Given information:
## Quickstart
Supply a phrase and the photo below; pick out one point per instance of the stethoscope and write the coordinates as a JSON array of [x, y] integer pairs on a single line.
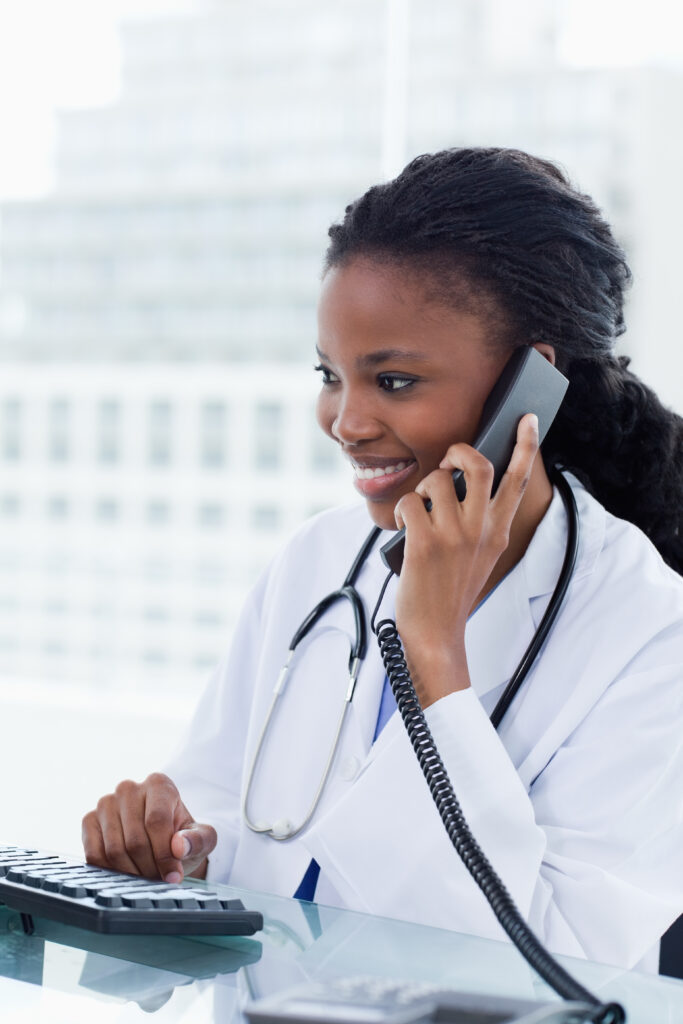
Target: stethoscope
[[284, 828]]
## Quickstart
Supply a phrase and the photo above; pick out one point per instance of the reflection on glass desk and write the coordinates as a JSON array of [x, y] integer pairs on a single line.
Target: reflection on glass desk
[[62, 974]]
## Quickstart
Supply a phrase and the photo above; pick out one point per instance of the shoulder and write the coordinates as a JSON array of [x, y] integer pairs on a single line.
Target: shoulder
[[623, 584], [321, 551]]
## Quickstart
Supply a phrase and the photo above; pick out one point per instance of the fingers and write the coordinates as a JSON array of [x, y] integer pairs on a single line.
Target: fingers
[[437, 487], [113, 849], [146, 829], [515, 478], [193, 845]]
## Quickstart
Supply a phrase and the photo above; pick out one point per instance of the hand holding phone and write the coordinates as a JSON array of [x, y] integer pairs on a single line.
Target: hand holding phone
[[528, 383]]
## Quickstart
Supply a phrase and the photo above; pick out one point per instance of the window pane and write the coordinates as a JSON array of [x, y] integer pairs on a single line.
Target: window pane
[[159, 439], [267, 435]]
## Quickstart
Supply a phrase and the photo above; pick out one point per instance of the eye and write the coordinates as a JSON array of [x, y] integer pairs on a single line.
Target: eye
[[394, 382], [328, 376]]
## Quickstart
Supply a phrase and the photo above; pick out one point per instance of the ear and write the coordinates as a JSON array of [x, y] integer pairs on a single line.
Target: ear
[[546, 350]]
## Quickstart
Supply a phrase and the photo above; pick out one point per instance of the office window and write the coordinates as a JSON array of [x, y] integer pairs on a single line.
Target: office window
[[265, 517], [211, 515], [11, 416], [213, 418], [107, 509], [58, 417], [160, 418], [57, 507], [10, 506], [109, 430], [268, 435], [158, 512]]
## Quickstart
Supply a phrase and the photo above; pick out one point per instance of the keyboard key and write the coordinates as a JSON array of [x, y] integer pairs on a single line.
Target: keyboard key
[[109, 898], [138, 900], [72, 889]]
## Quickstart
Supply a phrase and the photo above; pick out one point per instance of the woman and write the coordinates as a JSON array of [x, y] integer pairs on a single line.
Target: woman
[[430, 283]]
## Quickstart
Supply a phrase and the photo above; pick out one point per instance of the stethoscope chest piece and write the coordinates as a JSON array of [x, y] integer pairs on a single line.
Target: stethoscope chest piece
[[284, 828]]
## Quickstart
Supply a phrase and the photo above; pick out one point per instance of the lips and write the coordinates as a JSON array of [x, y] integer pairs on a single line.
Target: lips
[[378, 477]]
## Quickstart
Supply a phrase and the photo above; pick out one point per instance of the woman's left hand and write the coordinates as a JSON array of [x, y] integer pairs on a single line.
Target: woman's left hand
[[450, 555]]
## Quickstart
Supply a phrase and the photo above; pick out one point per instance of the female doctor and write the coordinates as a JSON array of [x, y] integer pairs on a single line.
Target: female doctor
[[430, 282]]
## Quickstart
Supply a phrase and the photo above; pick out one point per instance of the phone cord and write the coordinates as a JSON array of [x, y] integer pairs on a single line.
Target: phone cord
[[467, 847]]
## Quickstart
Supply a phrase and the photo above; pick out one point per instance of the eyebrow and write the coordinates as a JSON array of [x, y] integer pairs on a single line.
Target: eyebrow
[[384, 355]]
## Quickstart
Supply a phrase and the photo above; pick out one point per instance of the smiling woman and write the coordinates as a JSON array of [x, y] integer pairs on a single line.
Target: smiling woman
[[430, 283]]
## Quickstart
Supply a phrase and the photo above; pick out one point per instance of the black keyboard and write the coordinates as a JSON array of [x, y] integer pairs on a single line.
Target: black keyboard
[[74, 893]]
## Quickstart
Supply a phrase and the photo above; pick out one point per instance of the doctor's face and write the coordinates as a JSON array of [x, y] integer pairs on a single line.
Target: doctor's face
[[403, 377]]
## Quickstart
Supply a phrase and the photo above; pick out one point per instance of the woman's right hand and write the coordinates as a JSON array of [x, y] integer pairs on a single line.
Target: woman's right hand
[[144, 828]]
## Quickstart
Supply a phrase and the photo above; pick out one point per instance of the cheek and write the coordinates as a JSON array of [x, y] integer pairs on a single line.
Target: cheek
[[325, 413]]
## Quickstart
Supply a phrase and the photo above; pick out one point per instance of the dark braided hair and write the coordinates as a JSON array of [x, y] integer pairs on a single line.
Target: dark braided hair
[[503, 233]]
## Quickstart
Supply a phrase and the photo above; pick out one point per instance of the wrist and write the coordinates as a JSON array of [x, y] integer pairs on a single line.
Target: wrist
[[436, 673]]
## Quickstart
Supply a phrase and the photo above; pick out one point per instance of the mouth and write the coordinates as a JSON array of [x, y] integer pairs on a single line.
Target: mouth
[[377, 477]]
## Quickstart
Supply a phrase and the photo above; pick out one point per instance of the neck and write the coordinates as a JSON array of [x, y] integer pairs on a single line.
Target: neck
[[535, 503]]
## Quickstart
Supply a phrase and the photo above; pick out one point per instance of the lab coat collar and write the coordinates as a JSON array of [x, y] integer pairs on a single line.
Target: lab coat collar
[[500, 631]]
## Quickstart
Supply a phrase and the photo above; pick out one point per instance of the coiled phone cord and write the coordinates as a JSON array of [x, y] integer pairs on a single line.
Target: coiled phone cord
[[467, 847]]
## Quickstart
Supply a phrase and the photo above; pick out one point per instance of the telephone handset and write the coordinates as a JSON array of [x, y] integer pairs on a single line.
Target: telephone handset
[[528, 383]]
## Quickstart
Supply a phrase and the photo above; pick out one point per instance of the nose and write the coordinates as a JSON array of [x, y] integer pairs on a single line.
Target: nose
[[352, 419]]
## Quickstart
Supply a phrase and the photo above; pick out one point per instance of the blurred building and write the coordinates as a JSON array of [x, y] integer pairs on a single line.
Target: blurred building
[[137, 508], [188, 218], [143, 486]]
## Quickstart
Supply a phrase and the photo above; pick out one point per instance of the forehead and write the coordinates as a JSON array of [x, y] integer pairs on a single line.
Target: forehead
[[364, 304]]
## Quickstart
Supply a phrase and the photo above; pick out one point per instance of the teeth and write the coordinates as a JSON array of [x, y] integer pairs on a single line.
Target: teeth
[[370, 474]]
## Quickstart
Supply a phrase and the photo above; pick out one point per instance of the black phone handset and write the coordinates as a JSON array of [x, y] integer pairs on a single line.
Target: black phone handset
[[528, 384]]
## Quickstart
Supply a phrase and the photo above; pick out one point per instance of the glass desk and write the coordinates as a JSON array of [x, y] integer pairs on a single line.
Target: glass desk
[[63, 975]]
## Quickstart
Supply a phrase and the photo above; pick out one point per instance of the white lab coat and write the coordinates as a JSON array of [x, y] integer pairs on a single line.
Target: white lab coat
[[578, 801]]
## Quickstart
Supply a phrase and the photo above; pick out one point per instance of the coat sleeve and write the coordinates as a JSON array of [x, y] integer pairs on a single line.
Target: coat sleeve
[[207, 767], [591, 853]]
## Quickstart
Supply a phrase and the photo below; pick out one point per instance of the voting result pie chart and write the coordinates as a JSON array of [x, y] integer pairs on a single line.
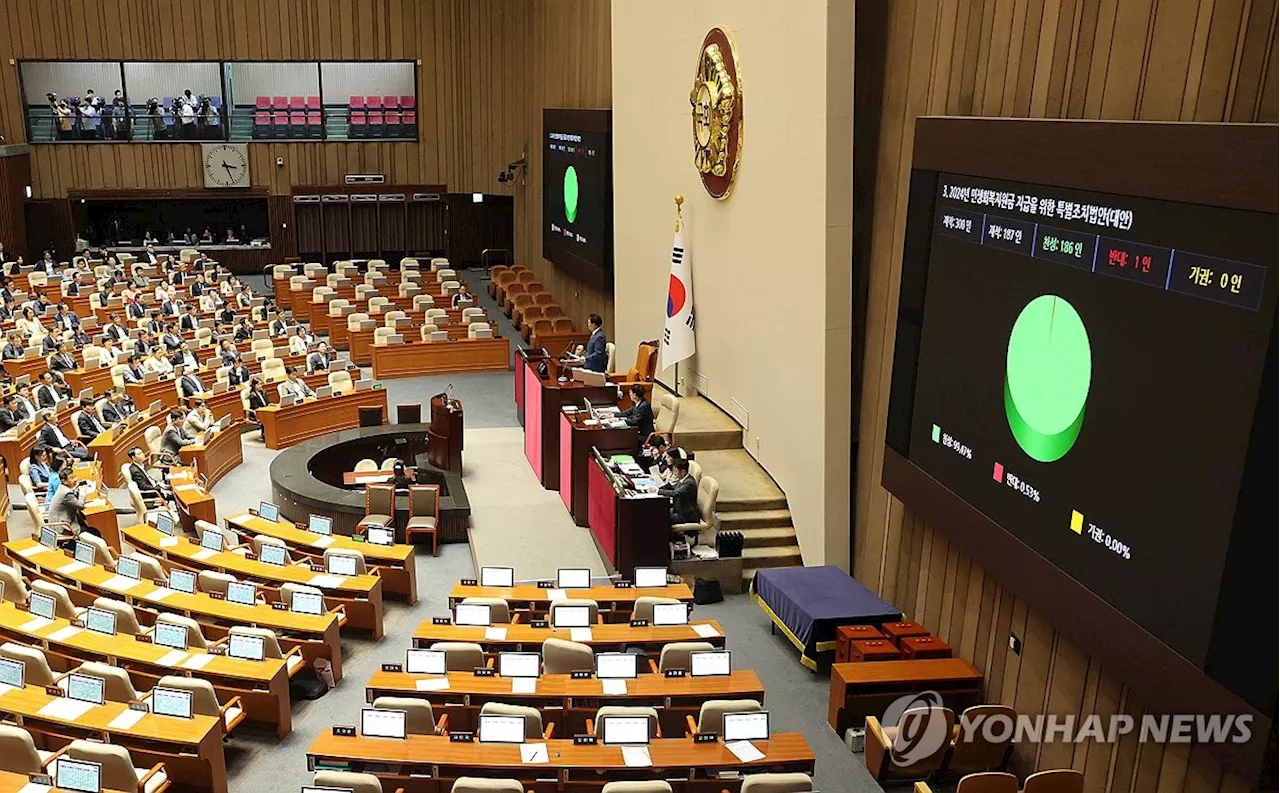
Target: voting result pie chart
[[1047, 377]]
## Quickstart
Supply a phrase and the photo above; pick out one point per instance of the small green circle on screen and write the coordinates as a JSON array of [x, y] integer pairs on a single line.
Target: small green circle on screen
[[1047, 377], [570, 193]]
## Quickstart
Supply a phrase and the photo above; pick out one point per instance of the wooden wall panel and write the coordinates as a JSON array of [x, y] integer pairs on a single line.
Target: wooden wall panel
[[1205, 60], [487, 70]]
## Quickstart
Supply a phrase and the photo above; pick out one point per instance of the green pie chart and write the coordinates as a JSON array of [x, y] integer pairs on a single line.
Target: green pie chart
[[570, 193], [1047, 377]]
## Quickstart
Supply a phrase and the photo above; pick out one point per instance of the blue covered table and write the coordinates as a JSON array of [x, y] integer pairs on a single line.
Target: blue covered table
[[809, 603]]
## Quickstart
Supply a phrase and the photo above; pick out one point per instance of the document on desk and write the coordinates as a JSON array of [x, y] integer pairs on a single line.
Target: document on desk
[[65, 710], [126, 720], [533, 752], [636, 756], [745, 751]]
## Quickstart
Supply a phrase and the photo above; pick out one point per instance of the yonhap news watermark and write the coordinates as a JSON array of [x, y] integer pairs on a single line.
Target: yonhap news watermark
[[922, 725]]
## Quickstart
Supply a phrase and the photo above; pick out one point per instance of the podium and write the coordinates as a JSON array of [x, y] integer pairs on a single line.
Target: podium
[[444, 435]]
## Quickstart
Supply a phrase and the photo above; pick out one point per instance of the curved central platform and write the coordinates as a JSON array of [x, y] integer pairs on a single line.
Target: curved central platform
[[309, 477]]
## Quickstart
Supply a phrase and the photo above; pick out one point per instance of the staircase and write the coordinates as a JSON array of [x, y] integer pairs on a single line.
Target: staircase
[[749, 499]]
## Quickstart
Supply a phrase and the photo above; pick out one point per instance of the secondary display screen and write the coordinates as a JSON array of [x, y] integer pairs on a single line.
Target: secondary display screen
[[1088, 369]]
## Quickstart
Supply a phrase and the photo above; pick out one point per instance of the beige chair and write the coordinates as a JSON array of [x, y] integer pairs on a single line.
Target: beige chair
[[118, 769], [419, 718], [461, 656], [533, 718], [562, 656]]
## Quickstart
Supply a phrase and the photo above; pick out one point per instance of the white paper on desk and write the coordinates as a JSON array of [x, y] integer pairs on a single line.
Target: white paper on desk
[[745, 751], [636, 756], [120, 583], [126, 720], [524, 686], [36, 623], [62, 635], [197, 661], [705, 631], [533, 752], [64, 709], [613, 687]]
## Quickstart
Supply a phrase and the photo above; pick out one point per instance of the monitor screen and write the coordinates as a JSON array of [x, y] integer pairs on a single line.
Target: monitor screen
[[247, 647], [273, 554], [519, 664], [86, 688], [320, 525], [471, 614], [306, 603], [650, 577], [572, 617], [670, 614], [425, 661], [241, 592], [342, 564], [168, 635], [77, 775], [380, 723], [750, 725], [182, 581], [497, 577], [85, 553], [40, 605], [128, 567], [13, 673], [704, 664], [268, 512], [501, 729], [574, 578], [625, 729], [100, 620], [617, 665], [170, 702]]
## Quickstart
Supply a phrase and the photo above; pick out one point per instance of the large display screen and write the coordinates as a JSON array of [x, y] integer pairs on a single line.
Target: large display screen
[[577, 192], [1087, 375]]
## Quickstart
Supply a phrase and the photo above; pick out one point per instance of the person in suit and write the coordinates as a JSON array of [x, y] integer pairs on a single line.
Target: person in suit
[[640, 413], [595, 357], [684, 495], [53, 436]]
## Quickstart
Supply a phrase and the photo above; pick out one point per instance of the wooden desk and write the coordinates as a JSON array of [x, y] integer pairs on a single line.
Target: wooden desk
[[298, 422], [570, 702], [263, 686], [432, 762], [615, 604], [361, 596], [394, 563], [316, 636], [216, 457], [417, 358], [603, 637], [190, 748], [865, 690]]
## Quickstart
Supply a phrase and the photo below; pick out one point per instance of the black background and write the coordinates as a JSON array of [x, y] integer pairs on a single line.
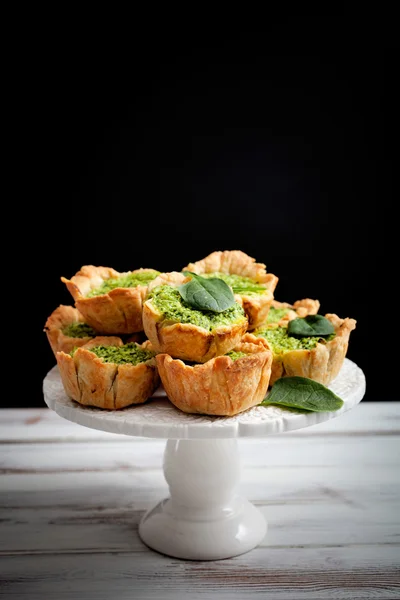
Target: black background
[[155, 148]]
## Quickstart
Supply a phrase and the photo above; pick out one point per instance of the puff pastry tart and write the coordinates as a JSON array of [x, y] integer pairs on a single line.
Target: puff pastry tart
[[316, 357], [282, 312], [248, 280], [175, 328], [107, 373], [66, 329], [110, 302], [225, 385]]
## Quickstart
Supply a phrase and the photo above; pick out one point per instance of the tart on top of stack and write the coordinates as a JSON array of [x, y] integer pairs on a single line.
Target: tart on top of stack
[[213, 335]]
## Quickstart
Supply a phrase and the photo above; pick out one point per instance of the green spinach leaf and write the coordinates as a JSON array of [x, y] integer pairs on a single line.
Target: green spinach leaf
[[310, 326], [207, 294], [302, 393]]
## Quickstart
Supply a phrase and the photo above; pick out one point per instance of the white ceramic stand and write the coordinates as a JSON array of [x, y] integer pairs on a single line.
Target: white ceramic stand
[[204, 518]]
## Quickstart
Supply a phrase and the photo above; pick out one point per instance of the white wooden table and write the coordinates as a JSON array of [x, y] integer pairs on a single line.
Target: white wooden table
[[71, 499]]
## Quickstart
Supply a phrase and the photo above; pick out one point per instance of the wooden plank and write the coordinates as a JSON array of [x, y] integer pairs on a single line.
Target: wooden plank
[[357, 573], [85, 511], [140, 454], [375, 418]]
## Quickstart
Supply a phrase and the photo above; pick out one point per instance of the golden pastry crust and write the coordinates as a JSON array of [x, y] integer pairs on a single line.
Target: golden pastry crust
[[236, 262], [89, 380], [301, 308], [59, 319], [322, 363], [117, 312], [184, 340], [220, 386]]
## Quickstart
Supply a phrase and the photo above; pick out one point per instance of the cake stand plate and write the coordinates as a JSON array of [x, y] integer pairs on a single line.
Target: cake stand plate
[[204, 518]]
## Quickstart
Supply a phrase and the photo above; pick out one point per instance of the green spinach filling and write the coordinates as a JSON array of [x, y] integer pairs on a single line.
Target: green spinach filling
[[170, 303], [276, 314], [129, 354], [79, 330], [239, 285], [127, 281], [282, 342]]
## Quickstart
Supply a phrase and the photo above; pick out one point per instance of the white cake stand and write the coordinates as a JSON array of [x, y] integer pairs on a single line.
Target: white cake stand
[[204, 518]]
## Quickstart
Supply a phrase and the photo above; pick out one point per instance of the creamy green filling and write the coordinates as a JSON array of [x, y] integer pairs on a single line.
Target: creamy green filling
[[276, 314], [131, 280], [130, 354], [282, 342], [235, 355], [79, 330], [239, 285], [170, 303]]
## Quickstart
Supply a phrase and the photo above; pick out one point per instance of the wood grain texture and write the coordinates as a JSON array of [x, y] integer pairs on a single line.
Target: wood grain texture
[[71, 499]]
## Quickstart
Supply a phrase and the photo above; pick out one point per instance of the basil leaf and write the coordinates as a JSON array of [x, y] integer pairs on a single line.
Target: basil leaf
[[310, 326], [207, 294], [302, 393]]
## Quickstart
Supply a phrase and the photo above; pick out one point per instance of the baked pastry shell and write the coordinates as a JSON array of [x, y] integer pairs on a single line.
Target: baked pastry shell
[[184, 340], [236, 262], [321, 363], [90, 381], [221, 386], [119, 311], [60, 318], [300, 309]]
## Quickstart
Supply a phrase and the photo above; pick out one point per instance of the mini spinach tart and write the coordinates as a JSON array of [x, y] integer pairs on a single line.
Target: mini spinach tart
[[109, 301], [248, 279], [66, 329], [314, 356], [224, 386], [282, 312], [108, 374], [174, 327]]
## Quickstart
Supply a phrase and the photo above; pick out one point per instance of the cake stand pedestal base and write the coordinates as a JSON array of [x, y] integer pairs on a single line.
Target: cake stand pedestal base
[[205, 518]]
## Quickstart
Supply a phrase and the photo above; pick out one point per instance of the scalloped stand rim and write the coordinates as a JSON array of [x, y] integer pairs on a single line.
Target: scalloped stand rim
[[204, 518]]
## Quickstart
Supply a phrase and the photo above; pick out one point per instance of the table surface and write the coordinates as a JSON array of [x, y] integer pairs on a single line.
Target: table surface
[[71, 499]]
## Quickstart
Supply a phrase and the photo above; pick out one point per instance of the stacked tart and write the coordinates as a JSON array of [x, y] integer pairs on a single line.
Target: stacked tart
[[212, 334]]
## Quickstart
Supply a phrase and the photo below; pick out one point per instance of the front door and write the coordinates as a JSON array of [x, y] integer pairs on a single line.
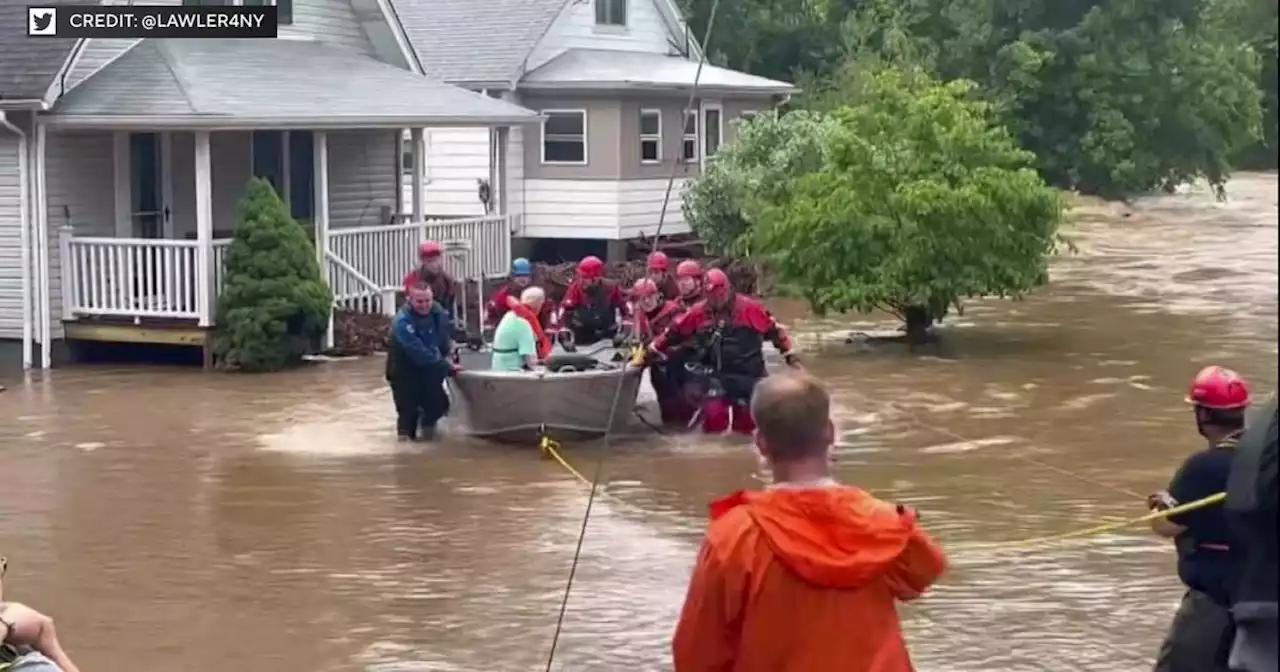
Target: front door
[[147, 209]]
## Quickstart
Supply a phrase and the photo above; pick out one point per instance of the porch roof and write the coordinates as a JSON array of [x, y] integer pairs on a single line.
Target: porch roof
[[268, 83], [634, 71]]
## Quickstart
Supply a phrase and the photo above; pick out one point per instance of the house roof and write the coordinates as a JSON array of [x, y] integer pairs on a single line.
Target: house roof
[[467, 41], [27, 64], [220, 83], [634, 71]]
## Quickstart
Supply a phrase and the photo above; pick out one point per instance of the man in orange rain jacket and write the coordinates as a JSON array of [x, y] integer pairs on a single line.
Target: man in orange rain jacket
[[804, 576]]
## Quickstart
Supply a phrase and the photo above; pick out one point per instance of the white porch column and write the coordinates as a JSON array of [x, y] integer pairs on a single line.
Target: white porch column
[[419, 178], [204, 229], [320, 214], [41, 241], [503, 170]]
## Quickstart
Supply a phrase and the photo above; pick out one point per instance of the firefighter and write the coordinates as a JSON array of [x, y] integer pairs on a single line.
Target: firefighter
[[728, 330]]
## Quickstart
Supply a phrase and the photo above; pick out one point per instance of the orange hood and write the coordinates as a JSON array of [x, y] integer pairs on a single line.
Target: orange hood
[[837, 536]]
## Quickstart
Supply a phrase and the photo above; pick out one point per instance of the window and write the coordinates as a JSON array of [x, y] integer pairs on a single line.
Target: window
[[712, 137], [650, 136], [283, 13], [689, 144], [565, 137], [611, 13]]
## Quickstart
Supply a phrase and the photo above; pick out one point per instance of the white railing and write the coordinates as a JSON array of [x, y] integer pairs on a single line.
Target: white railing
[[353, 292], [129, 277], [158, 278], [385, 254]]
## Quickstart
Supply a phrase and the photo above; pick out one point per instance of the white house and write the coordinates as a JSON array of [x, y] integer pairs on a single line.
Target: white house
[[122, 163], [612, 80]]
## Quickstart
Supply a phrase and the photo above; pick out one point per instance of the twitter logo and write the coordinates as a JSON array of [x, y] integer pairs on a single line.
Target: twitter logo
[[41, 21]]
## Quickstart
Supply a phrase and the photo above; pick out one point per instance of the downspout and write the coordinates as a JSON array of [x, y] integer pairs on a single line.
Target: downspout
[[24, 218], [41, 243]]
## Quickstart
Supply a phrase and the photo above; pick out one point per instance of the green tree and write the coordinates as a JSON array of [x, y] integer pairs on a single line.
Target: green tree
[[922, 202], [274, 306], [1114, 96], [768, 151]]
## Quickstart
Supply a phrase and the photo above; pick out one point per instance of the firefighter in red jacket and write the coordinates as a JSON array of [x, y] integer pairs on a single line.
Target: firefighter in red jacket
[[430, 272], [508, 295], [659, 272], [727, 333], [592, 304], [689, 283], [653, 316]]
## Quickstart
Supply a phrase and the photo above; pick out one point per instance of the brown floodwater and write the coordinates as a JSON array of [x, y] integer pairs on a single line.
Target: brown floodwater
[[174, 520]]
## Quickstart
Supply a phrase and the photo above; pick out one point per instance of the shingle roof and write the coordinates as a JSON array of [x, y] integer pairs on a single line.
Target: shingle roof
[[476, 41], [594, 69], [27, 64], [219, 83]]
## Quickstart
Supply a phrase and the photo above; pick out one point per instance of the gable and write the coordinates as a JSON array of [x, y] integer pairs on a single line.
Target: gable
[[359, 26], [652, 27]]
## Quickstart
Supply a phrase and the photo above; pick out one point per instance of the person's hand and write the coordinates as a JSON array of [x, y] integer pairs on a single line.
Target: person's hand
[[1161, 501]]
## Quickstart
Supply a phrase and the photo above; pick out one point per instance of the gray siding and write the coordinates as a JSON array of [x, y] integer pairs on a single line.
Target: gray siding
[[81, 192], [360, 178], [10, 237], [603, 128]]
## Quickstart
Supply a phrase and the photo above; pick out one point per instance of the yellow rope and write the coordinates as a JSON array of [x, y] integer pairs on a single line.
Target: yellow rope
[[551, 448]]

Short problem: Copy out only the lines from the very first one through the line with "[[623, 584], [321, 551]]", requests included, multiplying every point coordinate in the answers by 2.55 and rounding each result to a whole number, with halves going up. Please leave the pictures out.

Output of the task:
## Quickstart
Supply a phrase and the photo below; pick out one point per instance of the stethoscope and write the coordinates as a JSON array of [x, y] integer pairs on a single line.
Target: stethoscope
[[724, 2111]]
## Quickstart
Supply a phrase and the photo above; pick out one point per instance of the reflection on glass desk and write the coordinates as a JSON array of [x, y] integer pairs on a single line.
Target: reflection on glass desk
[[158, 2484]]
## Quickstart
Supply a phrase and the photo above; pick out one point per instance of the shoulder and write the coordinates as a JSON array of [x, y] integer pairs on a single line.
Target: shoulder
[[1589, 1489], [819, 1405]]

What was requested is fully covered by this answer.